WORK TO COMPLETE
Write out all of the data exactly as it appears.

EXTRACTED INFORMATION
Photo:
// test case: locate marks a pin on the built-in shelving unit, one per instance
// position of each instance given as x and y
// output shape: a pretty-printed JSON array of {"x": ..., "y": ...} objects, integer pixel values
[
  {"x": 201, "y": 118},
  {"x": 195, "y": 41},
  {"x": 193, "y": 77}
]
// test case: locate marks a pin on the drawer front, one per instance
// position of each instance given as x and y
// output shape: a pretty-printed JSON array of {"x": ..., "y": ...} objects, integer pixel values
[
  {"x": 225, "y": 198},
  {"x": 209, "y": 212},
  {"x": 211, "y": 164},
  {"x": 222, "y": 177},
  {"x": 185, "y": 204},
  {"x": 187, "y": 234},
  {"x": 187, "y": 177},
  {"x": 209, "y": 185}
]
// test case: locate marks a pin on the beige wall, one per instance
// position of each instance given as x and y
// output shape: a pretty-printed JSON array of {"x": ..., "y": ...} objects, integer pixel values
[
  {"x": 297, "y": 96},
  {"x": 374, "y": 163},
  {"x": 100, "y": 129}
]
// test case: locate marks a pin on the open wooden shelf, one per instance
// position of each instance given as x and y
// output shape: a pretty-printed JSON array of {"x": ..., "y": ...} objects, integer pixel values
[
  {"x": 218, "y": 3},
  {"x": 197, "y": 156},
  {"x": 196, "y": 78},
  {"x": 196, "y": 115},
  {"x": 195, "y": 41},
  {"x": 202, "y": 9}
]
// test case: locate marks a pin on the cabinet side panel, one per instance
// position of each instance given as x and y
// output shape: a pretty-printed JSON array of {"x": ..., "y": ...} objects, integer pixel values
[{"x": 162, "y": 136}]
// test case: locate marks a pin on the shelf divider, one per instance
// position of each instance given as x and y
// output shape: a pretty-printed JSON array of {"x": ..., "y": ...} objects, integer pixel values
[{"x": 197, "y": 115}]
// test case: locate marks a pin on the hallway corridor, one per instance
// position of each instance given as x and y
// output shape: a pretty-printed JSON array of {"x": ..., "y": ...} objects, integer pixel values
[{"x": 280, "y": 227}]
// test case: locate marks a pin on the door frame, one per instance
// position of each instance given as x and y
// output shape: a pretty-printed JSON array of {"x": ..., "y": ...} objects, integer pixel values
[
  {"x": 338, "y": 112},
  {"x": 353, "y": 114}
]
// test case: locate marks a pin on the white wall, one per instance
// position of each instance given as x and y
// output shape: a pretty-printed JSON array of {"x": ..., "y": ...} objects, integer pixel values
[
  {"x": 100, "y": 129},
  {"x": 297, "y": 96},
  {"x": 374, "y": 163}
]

SOLUTION TO THE PROBLEM
Photo:
// test case: locate marks a pin on the built-in shelving unit, one per instance
// position of each instance given as x and y
// output shape: a pretty-printed JSON array of {"x": ..., "y": ...} objects, integer pixel values
[
  {"x": 201, "y": 118},
  {"x": 195, "y": 41},
  {"x": 193, "y": 77}
]
// test case: locate marks a pin on the drawer front, one per instance
// position of each instance given as x and y
// output shape: a pretty-printed JSON array of {"x": ..., "y": ...} objects, integer pixel values
[
  {"x": 225, "y": 198},
  {"x": 209, "y": 212},
  {"x": 211, "y": 164},
  {"x": 222, "y": 177},
  {"x": 185, "y": 204},
  {"x": 187, "y": 234},
  {"x": 187, "y": 177},
  {"x": 209, "y": 185}
]
// test case: locate marks a pin on the beige wall, one per instance
// position of each instance given as x and y
// output shape: a pretty-printed JSON array of {"x": ..., "y": ...} objects, integer pixel values
[
  {"x": 297, "y": 96},
  {"x": 374, "y": 163},
  {"x": 100, "y": 129}
]
// test case: locate marks a pin on the open wooden shelf, one per instance
// position of each instance given as x and y
// output shape: a pretty-printed JSON array of {"x": ..., "y": ...} objects, integer pixel values
[
  {"x": 218, "y": 3},
  {"x": 197, "y": 156},
  {"x": 196, "y": 78},
  {"x": 196, "y": 115},
  {"x": 195, "y": 41},
  {"x": 202, "y": 9}
]
// test case: locate marks a pin on the cabinet side panel, one per instance
// position of each instance given as x and y
// output shape: a pretty-printed JSON array of {"x": ..., "y": ...} objects, integer pixel values
[{"x": 162, "y": 136}]
// test case: locate marks a pin on the shelf divider, one per instance
// position of each instance given as x and y
// output shape: a pretty-printed JSON array of {"x": ..., "y": ...} objects, integer pixel values
[{"x": 197, "y": 115}]
// test case: locate marks a pin on the hallway corridor, one per instance
// position of each instance given as x and y
// output shape: a pretty-printed JSON array of {"x": ..., "y": ...} objects, integer pixel values
[{"x": 280, "y": 227}]
// test case: locate marks a pin on the door frame, one per instance
// position of each instance given as x and y
// output shape: a pretty-printed JSON array of {"x": ..., "y": ...} objects, integer pixel values
[
  {"x": 338, "y": 112},
  {"x": 353, "y": 114}
]
// test case: locate marks a pin on the white wall, one per instance
// position of each instance given as x and y
// output shape: a pretty-printed JSON array of {"x": ..., "y": ...} objects, integer pixel values
[
  {"x": 100, "y": 129},
  {"x": 297, "y": 96},
  {"x": 374, "y": 163}
]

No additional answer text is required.